> **Material shown**:
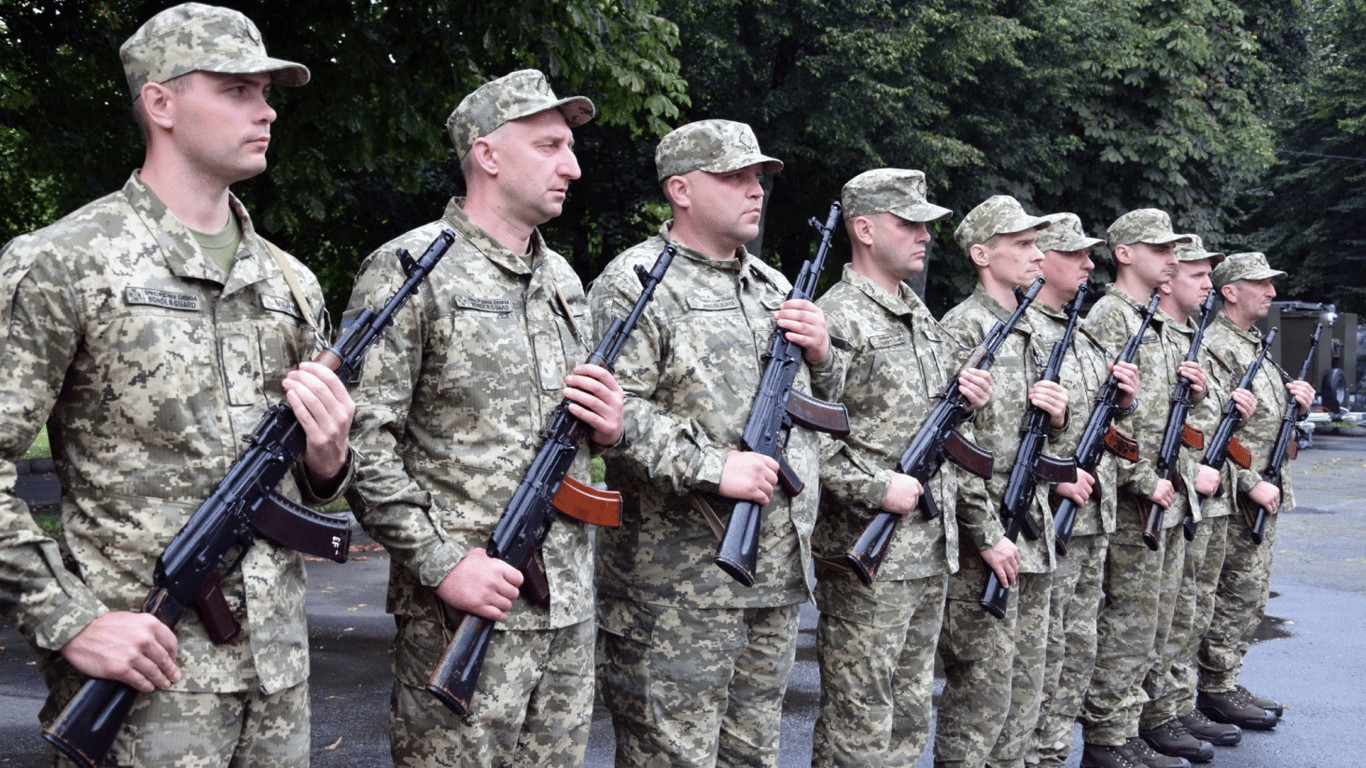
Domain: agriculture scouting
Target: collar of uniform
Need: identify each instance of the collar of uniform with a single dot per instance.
(492, 249)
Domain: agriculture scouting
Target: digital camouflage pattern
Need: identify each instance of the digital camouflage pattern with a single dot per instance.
(194, 36)
(891, 190)
(150, 366)
(512, 96)
(716, 146)
(876, 644)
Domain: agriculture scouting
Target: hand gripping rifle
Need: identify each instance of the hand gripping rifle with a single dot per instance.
(935, 442)
(1032, 465)
(1284, 446)
(1098, 433)
(1223, 446)
(1178, 433)
(776, 407)
(527, 517)
(242, 506)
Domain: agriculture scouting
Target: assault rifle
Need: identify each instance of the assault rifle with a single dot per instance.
(1178, 433)
(1223, 446)
(1098, 433)
(1284, 446)
(242, 506)
(1032, 465)
(776, 407)
(529, 514)
(936, 440)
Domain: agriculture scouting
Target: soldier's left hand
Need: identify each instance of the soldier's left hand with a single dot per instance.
(1195, 375)
(1303, 395)
(324, 409)
(1052, 398)
(805, 325)
(976, 384)
(596, 398)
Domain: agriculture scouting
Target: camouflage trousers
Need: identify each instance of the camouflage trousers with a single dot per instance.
(1239, 604)
(993, 670)
(171, 729)
(694, 686)
(876, 651)
(1071, 647)
(1133, 623)
(533, 704)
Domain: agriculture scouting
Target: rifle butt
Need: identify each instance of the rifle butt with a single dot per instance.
(458, 673)
(738, 554)
(86, 727)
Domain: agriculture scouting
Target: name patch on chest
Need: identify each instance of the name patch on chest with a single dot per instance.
(165, 299)
(503, 306)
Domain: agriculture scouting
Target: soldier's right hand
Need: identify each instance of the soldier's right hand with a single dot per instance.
(903, 492)
(127, 647)
(481, 585)
(749, 477)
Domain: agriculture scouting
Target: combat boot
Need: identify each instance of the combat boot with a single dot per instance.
(1234, 707)
(1145, 755)
(1103, 756)
(1273, 707)
(1172, 738)
(1204, 729)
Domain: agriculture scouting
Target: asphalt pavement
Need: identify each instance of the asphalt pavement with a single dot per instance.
(1309, 651)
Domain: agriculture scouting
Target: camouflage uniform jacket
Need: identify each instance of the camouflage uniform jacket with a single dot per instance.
(451, 406)
(690, 372)
(1085, 371)
(898, 362)
(1234, 350)
(150, 368)
(1113, 319)
(1018, 365)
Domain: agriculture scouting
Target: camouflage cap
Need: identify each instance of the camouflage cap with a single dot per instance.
(716, 146)
(891, 190)
(1144, 226)
(511, 97)
(1064, 234)
(999, 215)
(1243, 267)
(196, 37)
(1194, 250)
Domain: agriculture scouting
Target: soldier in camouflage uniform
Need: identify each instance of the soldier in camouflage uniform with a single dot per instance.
(1077, 582)
(1139, 584)
(876, 644)
(995, 667)
(691, 663)
(1245, 282)
(452, 402)
(150, 330)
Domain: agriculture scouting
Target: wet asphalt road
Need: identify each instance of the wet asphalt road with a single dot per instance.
(1310, 649)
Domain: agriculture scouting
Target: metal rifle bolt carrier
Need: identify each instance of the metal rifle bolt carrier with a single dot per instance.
(1032, 465)
(1284, 444)
(776, 407)
(242, 506)
(1100, 433)
(1178, 433)
(936, 440)
(529, 514)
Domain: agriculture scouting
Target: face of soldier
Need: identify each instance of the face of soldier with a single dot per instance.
(221, 125)
(536, 164)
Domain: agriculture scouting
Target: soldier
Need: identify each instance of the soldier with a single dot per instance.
(1245, 282)
(452, 401)
(993, 667)
(1077, 582)
(1139, 584)
(150, 330)
(693, 664)
(876, 644)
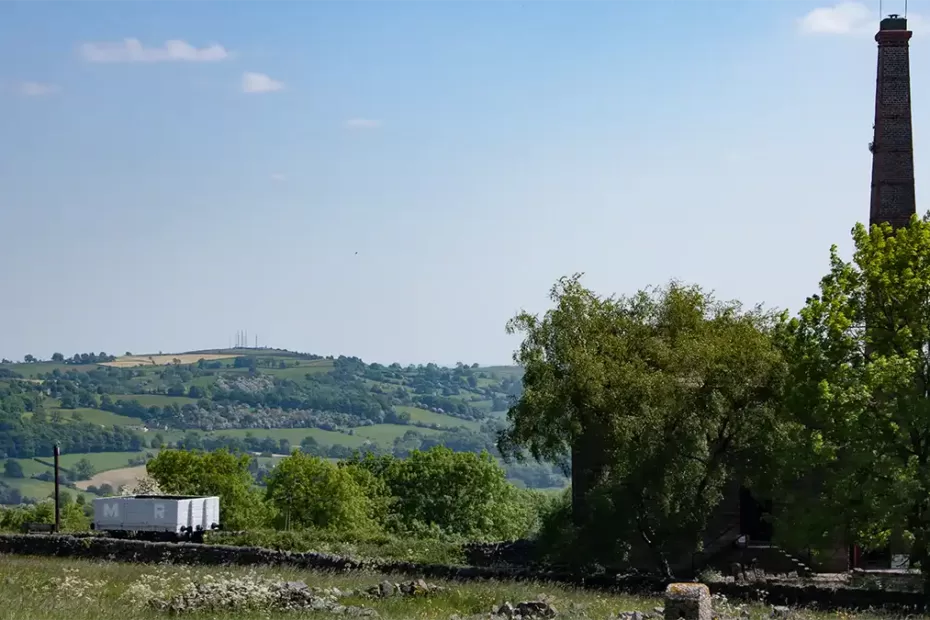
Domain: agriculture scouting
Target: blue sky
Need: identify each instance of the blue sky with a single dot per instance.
(220, 170)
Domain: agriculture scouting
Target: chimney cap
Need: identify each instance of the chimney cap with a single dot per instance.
(893, 22)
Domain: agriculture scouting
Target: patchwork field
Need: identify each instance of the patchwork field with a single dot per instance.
(385, 434)
(39, 489)
(130, 361)
(425, 416)
(116, 478)
(296, 435)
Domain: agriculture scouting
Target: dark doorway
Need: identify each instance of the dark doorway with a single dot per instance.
(754, 517)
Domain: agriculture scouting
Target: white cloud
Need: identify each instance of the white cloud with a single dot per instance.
(36, 89)
(363, 123)
(849, 18)
(842, 18)
(259, 83)
(132, 50)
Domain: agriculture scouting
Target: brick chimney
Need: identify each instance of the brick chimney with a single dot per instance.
(892, 145)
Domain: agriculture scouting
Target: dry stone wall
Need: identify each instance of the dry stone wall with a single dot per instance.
(109, 549)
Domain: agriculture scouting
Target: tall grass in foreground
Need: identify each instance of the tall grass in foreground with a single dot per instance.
(38, 589)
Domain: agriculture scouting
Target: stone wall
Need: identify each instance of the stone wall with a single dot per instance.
(109, 549)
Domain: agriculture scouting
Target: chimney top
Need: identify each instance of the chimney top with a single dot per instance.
(893, 22)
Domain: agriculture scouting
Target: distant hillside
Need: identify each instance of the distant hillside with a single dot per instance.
(264, 401)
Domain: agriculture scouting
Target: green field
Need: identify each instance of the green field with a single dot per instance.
(296, 435)
(304, 367)
(429, 417)
(39, 489)
(385, 434)
(99, 416)
(31, 371)
(158, 400)
(102, 461)
(30, 467)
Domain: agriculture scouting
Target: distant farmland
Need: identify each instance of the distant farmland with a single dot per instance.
(130, 361)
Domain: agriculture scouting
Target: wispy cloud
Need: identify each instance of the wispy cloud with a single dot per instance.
(849, 18)
(259, 83)
(132, 50)
(36, 89)
(363, 123)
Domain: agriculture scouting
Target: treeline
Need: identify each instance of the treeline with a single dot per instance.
(437, 492)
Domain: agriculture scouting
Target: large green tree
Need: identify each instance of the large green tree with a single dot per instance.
(308, 491)
(659, 399)
(217, 473)
(860, 354)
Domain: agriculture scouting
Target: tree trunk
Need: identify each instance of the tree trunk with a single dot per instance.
(587, 469)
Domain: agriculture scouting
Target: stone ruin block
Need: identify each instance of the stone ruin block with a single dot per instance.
(687, 601)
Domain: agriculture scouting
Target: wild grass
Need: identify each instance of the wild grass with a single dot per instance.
(378, 546)
(63, 589)
(57, 589)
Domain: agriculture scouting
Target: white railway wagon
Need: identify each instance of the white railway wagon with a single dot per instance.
(167, 517)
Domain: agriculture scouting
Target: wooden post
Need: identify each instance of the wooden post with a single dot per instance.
(57, 497)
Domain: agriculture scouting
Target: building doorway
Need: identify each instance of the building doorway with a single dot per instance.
(755, 517)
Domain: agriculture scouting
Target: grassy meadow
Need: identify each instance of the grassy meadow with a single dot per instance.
(63, 589)
(57, 589)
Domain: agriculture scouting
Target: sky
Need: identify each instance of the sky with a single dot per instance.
(395, 180)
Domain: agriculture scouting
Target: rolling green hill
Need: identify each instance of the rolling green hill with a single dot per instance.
(259, 400)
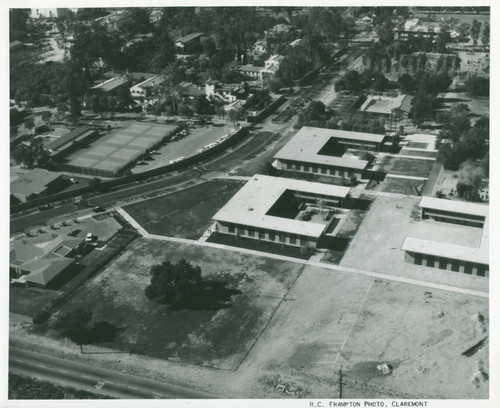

> **What to do**:
Collect every line in the records above that contains the word "assault".

> **Complete response**:
Target: assault rifle
Need: identify each instance of the assault rifle with a single dot per instance.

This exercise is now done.